Stated task 1: Show every line of the rows below that contains the word "player", copying each line as it appears. Case counts.

Supplied passage:
## BEGIN

Rep. Majorie Taylor Greene has been threatening a "national divorce" between red and blue states over "irreconcilable differences."
Her threat turned into a Twitter trend on Wednesday when she took the whole idea a step further.
All possible in a National Divorce scenario.
— Marjorie Taylor Greene 🇺🇸 (@mtgreenee) December 29, 2021
After Democrat voters and big donors ruin a state like California, you would think it wise to stop them from doing it to another great state like Florida.
Brainwashed people that move from CA and NY really need a cooling off period. https://t.co/NB2dVj7n2X
Basically what she's saying is that, under a national divorce scenario, red states could decide that anyone who moved there from a blue state would be barred from voting during a "cooling off period."
I have one question for Rep. Greene: Would your home state of Georgia be one of those red states? In the 2020 election, 49.47% of Georgians voted for Joe Biden, 51% chose Raphael Warnock, and 49% voted for a Democrat in congressional races.

## END

Stated task 2: According to the passage on the "national divorce" idea, what percentage of Georgians voted for Joe Biden in the 2020 election?

Data records:
## BEGIN

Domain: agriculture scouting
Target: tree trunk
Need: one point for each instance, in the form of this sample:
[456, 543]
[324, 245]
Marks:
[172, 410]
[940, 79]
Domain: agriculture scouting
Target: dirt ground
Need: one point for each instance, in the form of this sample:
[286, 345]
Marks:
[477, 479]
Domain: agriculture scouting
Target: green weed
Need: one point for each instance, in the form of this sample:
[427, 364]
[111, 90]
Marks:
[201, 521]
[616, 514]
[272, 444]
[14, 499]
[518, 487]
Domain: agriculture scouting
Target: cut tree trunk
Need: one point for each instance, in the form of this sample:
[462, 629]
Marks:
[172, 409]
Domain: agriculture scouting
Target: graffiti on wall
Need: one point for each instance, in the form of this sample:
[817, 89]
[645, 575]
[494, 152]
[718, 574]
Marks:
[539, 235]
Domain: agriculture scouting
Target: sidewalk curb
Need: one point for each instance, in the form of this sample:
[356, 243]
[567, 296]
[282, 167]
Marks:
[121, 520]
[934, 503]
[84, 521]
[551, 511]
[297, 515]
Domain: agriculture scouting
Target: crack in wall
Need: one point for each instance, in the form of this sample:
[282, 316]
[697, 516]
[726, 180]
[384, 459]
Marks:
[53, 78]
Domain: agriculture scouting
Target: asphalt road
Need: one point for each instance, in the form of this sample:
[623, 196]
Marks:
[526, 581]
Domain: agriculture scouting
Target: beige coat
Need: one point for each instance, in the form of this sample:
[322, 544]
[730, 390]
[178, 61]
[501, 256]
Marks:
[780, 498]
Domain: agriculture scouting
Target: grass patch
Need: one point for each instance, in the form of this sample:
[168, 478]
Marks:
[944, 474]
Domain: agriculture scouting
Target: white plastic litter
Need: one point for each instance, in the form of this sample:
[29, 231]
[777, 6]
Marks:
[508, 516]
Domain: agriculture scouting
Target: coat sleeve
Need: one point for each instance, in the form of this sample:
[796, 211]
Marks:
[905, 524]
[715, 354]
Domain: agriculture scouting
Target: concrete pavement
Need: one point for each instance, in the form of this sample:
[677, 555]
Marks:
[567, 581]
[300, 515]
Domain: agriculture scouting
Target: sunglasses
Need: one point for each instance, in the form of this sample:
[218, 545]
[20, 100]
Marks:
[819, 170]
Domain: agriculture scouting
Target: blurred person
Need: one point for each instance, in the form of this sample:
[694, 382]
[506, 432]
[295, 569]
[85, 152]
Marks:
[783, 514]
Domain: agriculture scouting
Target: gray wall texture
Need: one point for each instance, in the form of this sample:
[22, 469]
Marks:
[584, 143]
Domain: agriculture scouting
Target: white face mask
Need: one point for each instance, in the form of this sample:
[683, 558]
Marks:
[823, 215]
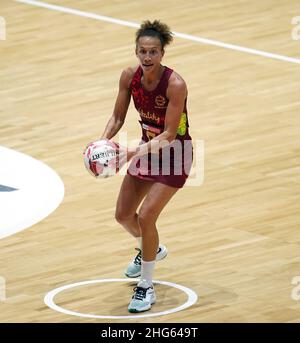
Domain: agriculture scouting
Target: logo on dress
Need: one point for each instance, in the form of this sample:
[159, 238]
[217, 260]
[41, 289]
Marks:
[160, 101]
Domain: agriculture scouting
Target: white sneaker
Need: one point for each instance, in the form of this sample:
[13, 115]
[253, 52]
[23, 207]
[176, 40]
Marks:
[134, 268]
[143, 297]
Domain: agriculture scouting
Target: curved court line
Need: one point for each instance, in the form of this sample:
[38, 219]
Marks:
[177, 34]
[31, 190]
[49, 300]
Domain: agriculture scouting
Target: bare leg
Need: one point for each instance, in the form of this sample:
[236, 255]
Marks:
[156, 199]
[131, 194]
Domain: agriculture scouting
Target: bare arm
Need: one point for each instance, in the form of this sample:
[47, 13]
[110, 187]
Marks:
[121, 106]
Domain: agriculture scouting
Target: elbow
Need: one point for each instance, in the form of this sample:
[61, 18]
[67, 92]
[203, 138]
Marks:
[170, 136]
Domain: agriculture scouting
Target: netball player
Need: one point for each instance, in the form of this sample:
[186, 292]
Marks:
[153, 177]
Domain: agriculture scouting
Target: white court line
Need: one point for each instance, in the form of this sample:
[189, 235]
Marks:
[49, 300]
[177, 34]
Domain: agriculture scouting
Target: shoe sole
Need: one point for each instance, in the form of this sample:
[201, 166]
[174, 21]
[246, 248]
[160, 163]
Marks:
[133, 310]
[132, 276]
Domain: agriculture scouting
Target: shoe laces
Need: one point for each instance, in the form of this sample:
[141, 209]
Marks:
[139, 293]
[138, 257]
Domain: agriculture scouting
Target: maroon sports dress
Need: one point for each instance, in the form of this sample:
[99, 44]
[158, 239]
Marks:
[172, 164]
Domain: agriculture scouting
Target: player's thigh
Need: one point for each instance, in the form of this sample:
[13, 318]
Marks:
[132, 192]
[157, 198]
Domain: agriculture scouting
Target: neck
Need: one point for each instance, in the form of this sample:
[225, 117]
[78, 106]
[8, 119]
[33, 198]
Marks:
[154, 75]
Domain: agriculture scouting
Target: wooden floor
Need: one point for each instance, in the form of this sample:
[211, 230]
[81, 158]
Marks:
[234, 240]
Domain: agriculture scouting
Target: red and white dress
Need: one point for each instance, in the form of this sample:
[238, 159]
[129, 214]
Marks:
[172, 164]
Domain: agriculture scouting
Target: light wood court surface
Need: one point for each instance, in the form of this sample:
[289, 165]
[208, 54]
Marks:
[235, 240]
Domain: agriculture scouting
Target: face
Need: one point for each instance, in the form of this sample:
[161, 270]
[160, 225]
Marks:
[149, 52]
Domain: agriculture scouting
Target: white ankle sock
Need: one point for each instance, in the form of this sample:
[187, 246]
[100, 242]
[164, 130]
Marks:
[139, 240]
[147, 271]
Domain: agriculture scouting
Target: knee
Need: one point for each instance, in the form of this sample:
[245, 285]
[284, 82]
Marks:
[146, 220]
[122, 217]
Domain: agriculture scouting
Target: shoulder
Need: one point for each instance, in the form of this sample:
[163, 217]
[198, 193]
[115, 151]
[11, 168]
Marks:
[127, 76]
[176, 85]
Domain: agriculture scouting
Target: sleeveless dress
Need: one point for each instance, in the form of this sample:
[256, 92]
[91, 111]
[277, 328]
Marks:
[172, 164]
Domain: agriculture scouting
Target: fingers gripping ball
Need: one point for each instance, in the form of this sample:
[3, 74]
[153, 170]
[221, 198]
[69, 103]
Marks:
[101, 158]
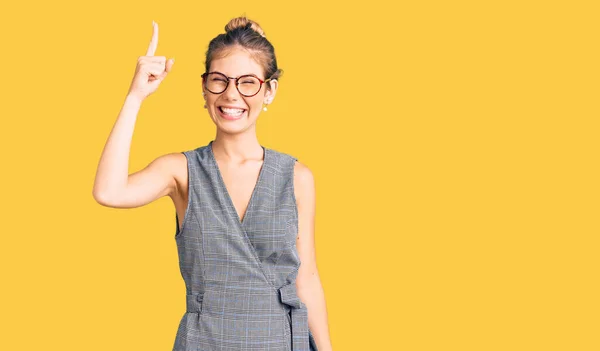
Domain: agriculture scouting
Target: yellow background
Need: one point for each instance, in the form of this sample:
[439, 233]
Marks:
[454, 146]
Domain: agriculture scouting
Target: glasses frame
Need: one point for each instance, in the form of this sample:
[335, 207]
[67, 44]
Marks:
[205, 74]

## END

Final result 1:
Target: netball player
Target: player's thigh

Final result 2: 49.47%